• Task directions: Your task is to restate the data word for word.

• Records excerpted from a collection:
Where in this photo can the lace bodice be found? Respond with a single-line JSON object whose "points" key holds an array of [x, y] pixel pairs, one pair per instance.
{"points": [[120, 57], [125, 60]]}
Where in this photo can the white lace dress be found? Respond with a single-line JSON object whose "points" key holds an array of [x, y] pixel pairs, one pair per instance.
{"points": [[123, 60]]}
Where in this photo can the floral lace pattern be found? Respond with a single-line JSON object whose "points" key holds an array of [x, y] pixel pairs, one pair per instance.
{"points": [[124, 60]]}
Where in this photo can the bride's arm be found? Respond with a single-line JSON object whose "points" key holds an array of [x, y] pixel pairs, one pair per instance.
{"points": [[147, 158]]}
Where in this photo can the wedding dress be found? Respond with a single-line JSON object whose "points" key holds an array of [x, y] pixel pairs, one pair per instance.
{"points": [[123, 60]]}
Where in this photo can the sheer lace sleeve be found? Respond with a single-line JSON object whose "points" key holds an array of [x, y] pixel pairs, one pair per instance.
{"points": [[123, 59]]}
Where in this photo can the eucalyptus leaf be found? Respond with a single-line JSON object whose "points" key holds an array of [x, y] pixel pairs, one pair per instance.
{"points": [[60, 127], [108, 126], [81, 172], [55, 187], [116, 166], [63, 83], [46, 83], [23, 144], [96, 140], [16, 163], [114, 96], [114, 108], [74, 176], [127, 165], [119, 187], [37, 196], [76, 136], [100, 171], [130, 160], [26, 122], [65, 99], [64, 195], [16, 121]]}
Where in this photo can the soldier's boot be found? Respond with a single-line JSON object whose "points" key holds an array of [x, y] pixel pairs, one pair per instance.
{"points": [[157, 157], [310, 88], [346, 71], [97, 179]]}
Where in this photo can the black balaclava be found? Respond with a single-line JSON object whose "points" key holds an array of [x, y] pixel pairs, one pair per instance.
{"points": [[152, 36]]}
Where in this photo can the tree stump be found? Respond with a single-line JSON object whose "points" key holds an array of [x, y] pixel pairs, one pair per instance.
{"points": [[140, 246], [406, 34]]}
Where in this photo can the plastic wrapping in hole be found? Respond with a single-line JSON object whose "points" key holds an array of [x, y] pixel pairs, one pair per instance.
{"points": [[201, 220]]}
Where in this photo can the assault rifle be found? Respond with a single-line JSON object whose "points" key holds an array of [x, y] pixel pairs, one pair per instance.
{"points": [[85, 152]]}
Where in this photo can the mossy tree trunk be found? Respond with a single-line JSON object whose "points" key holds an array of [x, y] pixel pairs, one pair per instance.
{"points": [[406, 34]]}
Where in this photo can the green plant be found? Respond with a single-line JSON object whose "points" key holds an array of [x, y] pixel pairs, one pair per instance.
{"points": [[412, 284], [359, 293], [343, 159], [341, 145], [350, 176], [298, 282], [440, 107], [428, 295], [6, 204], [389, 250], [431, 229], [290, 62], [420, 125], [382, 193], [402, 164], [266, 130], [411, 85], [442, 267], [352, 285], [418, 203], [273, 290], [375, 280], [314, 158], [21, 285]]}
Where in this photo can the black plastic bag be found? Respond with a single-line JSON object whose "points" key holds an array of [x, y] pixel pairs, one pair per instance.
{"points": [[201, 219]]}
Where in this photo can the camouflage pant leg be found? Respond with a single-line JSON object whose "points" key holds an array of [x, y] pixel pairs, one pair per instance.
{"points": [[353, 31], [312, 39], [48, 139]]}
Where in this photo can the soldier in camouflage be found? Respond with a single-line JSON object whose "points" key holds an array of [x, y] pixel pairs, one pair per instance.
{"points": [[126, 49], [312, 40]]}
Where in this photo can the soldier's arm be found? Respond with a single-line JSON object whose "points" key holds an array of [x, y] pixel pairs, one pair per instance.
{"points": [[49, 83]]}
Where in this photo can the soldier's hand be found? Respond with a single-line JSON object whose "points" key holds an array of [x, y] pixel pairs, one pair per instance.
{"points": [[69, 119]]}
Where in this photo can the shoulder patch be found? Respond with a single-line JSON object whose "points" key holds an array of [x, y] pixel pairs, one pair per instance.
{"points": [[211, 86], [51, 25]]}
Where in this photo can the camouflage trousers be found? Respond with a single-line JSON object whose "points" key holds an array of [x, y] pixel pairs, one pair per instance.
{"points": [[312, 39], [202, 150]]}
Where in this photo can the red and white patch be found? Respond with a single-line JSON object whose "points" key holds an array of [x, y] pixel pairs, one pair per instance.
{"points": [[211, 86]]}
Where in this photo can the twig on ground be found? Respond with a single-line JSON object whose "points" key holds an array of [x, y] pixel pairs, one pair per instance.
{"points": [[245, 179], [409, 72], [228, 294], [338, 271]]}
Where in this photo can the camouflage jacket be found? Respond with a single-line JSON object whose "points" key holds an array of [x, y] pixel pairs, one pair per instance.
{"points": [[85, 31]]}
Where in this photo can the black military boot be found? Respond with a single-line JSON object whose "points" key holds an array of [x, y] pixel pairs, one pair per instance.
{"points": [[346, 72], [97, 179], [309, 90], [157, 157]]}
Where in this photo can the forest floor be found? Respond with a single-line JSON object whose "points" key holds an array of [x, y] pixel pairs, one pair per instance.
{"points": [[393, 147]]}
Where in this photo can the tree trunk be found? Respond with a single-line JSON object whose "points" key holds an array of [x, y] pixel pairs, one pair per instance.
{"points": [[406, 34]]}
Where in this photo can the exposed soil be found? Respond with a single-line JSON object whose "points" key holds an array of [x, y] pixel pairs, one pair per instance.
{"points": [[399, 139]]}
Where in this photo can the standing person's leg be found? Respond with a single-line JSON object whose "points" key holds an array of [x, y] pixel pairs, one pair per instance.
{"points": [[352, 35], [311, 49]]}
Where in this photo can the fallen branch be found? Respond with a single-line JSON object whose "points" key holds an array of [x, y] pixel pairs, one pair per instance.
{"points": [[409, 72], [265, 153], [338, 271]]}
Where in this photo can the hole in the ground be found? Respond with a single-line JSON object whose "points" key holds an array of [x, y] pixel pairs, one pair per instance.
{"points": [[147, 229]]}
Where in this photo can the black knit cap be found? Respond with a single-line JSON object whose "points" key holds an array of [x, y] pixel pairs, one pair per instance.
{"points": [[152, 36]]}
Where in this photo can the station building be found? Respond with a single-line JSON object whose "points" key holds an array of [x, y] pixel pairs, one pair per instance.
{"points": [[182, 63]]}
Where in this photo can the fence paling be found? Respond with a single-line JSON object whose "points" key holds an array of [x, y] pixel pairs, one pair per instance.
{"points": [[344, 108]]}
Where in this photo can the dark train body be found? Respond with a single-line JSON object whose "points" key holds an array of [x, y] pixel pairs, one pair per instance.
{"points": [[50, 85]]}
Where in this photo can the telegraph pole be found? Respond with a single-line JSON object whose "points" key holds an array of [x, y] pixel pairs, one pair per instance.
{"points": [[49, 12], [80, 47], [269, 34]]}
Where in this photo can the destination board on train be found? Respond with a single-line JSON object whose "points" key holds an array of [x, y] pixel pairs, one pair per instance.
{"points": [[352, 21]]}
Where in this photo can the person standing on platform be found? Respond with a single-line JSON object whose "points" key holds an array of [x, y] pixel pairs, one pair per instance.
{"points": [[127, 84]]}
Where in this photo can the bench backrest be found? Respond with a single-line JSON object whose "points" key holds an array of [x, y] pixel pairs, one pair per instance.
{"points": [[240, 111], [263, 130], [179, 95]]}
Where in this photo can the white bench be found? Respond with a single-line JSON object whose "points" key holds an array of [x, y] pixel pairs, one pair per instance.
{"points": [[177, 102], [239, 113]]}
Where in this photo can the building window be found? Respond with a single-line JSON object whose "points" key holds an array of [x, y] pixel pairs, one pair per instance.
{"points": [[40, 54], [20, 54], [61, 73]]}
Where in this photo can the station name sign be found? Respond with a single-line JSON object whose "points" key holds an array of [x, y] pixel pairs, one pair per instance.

• Worked answer:
Where in this photo can the lace bodice be found? Respond with a single-line JSON object whose "points" key holds an array of [x, y] pixel pairs, one pair per instance.
{"points": [[120, 57], [125, 60]]}
Where in this photo can the white lace dress be found? Respond with a single-line JSON object whose "points" key holds an array of [x, y] pixel pairs, one pair per instance.
{"points": [[123, 60]]}
Where in this photo can the floral lace pattern be found? Respond with a single-line JSON object whose "points" key holds an array of [x, y] pixel pairs, one pair per instance.
{"points": [[124, 60]]}
Where in this photo can the bride's arm be found? Respond with a single-line JSON object whose "points" key holds an array of [x, y] pixel pairs, one pair per instance.
{"points": [[147, 158]]}
Where in this photo can the wedding dress be found? Respond with a single-line JSON object whose "points" key holds an array of [x, y] pixel pairs, one pair per instance.
{"points": [[123, 60]]}
Where in this photo can the sheer lace sleeve be found? Respond with a single-line JSON object whose "points" key holds an array of [x, y] pixel pairs, one pair per instance.
{"points": [[123, 59]]}
Where in this photo can the eucalyptus leaf be found? Respond with a single-line JSON object whose "points" key holds an array of [x, y] pixel pairs, one pair per instance.
{"points": [[60, 127], [108, 126], [81, 172], [55, 187], [116, 166], [63, 83], [46, 83], [23, 144], [96, 140], [16, 163], [114, 96], [114, 108], [74, 176], [127, 165], [119, 187], [37, 196], [76, 136], [100, 171], [130, 160], [26, 122], [65, 99], [64, 195], [16, 121]]}
Where in this photo can the soldier's boot be found? Respond with a single-line JSON object whose "points" key holds an array of [x, y] pixel pairs, one pair per instance.
{"points": [[157, 157], [310, 88], [346, 71], [97, 179]]}
Where in this photo can the black balaclava be found? Respond with a single-line JSON object whose "points" key holds an array of [x, y] pixel pairs, one pair per instance.
{"points": [[152, 36]]}
Where in this photo can the tree stump be found? Respond with a single-line JSON object whose "points" key holds an array of [x, y] pixel pairs, one pair per instance.
{"points": [[140, 246], [406, 34]]}
Where in this photo can the plastic wrapping in hole be found? Respond with a single-line JSON object whose "points" key holds an array of [x, y] pixel pairs, one pair per instance.
{"points": [[201, 220]]}
Where in this photo can the assault rifle be found? Respond with a single-line JSON object whose "points" key holds an array of [x, y] pixel pairs, one pair per instance.
{"points": [[85, 152]]}
Where in this photo can the mossy tree trunk be found? Respond with a single-line JSON object whose "points" key holds an array of [x, y] pixel pairs, one pair per instance.
{"points": [[406, 34]]}
Where in this photo can the green plant be found? Respond with a single-line JSON object whose "points" key holds an array of [x, y] pixel pairs, one pair per instance.
{"points": [[412, 284], [359, 293], [343, 159], [341, 145], [350, 176], [298, 282], [440, 107], [428, 295], [6, 204], [389, 250], [431, 229], [290, 62], [420, 125], [382, 193], [402, 164], [266, 130], [411, 85], [442, 267], [352, 285], [418, 203], [273, 290], [375, 280], [314, 158], [21, 285]]}
Where in this photo can the black plastic bag be found? Respond with a single-line JSON object whose "points" key holds an array of [x, y] pixel pairs, one pair per instance.
{"points": [[201, 219]]}
Where in this photo can the camouflage pant leg be found? Respond with a single-line JSON object whose "points" key holds an array of [x, y] pixel pairs, one pair per instance.
{"points": [[353, 31], [312, 39], [48, 139]]}
Where in this photo can the soldier in camouflage be found? Respond with a single-line JSON object whose "points" key holds an array of [x, y] pixel pairs, one pair per instance.
{"points": [[126, 49], [312, 40]]}
Where in this photo can the soldier's arm be found? Respond with a single-line JSON object whose "points" key holds an array of [x, y] pixel pairs, one pair per instance.
{"points": [[49, 83]]}
Where in this photo can the soldier's hand be found? Respond with a single-line JSON object whose "points" key holds an array of [x, y] pixel pairs, one pair per instance.
{"points": [[69, 119]]}
Where in this photo can the shoulder patch be found? Respond with a single-line JSON object whose "points" key holds an array of [x, y] pixel pairs, one pair per instance.
{"points": [[211, 86], [51, 25]]}
Where in this photo can the camouflage trousers be found? Respond with a single-line JSON object whose "points" key holds an array of [x, y] pixel pairs, one pair per instance.
{"points": [[312, 39], [202, 150]]}
Where in this photo can the red and white patch be found? Respond with a single-line JSON object whose "points" key holds an array of [x, y] pixel pairs, one pair per instance.
{"points": [[211, 86]]}
Where in this photo can the twig on ground be found? Respond with a single-line JSON object whose "points" key holds an array of [x, y] pixel pairs, one pair per instance.
{"points": [[245, 179], [409, 72], [228, 294], [338, 271]]}
Where in this photo can the camouflage jacket be found? Respond with a single-line JSON object whose "points" key holds an array of [x, y] pixel pairs, one pair per instance.
{"points": [[85, 31]]}
Where in this photo can the black military boot be found? Respond with a single-line JSON object whose "points" key holds an array of [x, y] pixel pairs, one pair per instance.
{"points": [[346, 72], [97, 179], [309, 90], [157, 157]]}
Where in this photo can the forest floor be found? Respond with a single-line JSON object whose "points" key holds an array of [x, y] pixel pairs, one pair per instance.
{"points": [[393, 147]]}
Where in this photo can the tree trunk be found? Respond with a single-line JSON object whose "points" key holds an array of [x, y] pixel pairs, one pair per instance.
{"points": [[406, 34]]}
Where in this photo can the exposed soil be found? Respond with a single-line JSON object whose "points" key holds an array of [x, y] pixel pairs, one pair per instance.
{"points": [[399, 139]]}
Where in this photo can the standing person's leg be found? Respond with a single-line JSON object whose "points" key holds an array of [x, y] pixel pairs, one pair per instance.
{"points": [[352, 35], [311, 49]]}
Where in this photo can the fallen branch be found? Respond with a single-line JSON object whose "points" key holds an array of [x, y] pixel pairs, one pair per instance.
{"points": [[409, 72], [265, 153], [338, 271]]}
Where in this photo can the hole in the ground be found? Respond with a single-line JSON object whose "points" key holds an array of [x, y] pixel pairs, one pair per instance.
{"points": [[147, 229]]}
Where in this photo can the black knit cap be found? Respond with a single-line JSON object whose "points" key holds an array of [x, y] pixel pairs, one pair per instance.
{"points": [[152, 36]]}
Where in this photo can the station building be found? Respond with a single-line JSON object whose "points" key holds an array of [x, y] pixel pairs, one pair per instance.
{"points": [[182, 63]]}
Where in this photo can the fence paling be found? Respond with a single-line JSON object whose "points" key holds an array of [x, y] pixel pairs, one pair per instance.
{"points": [[344, 108]]}
Where in this photo can the dark train body be found? Respond with a single-line JSON object whose "points" key holds an array of [x, y] pixel pairs, one pair per instance.
{"points": [[50, 85]]}
Where in this photo can the telegraph pole be found? Respond with a single-line JSON object whose "points" key holds an array of [x, y] pixel pairs, one pair per instance.
{"points": [[49, 12], [80, 47], [269, 34]]}
Where in this photo can the destination board on train be found? Respond with a single-line JSON object whose "points" key holds an array of [x, y] pixel pairs, one pair per instance.
{"points": [[352, 21]]}
Where in this photo can the person standing on platform be found? Respond with a single-line JSON object whose "points" key holds an array of [x, y] pixel pairs, one pair per instance.
{"points": [[127, 84]]}
Where in this photo can the bench backrest be found? Respond with a single-line JSON object whose "points" key holds an array of [x, y] pixel pairs, one pair per instance.
{"points": [[240, 111], [263, 130], [179, 95]]}
Where in this photo can the white bench be found? Respond with a single-line JSON object whose "points" key holds an array of [x, y] pixel pairs, one pair per instance.
{"points": [[177, 102], [239, 113]]}
Where in this photo can the building window be found? Respond with a single-line JSON object whose "points" key holds an array of [x, y] pixel pairs, one pair per instance.
{"points": [[40, 54], [20, 54], [61, 73]]}
Where in this photo can the station name sign be found? Respond with a single-line JSON object whose "points" key holds an array of [x, y] pixel pairs, one pair per instance.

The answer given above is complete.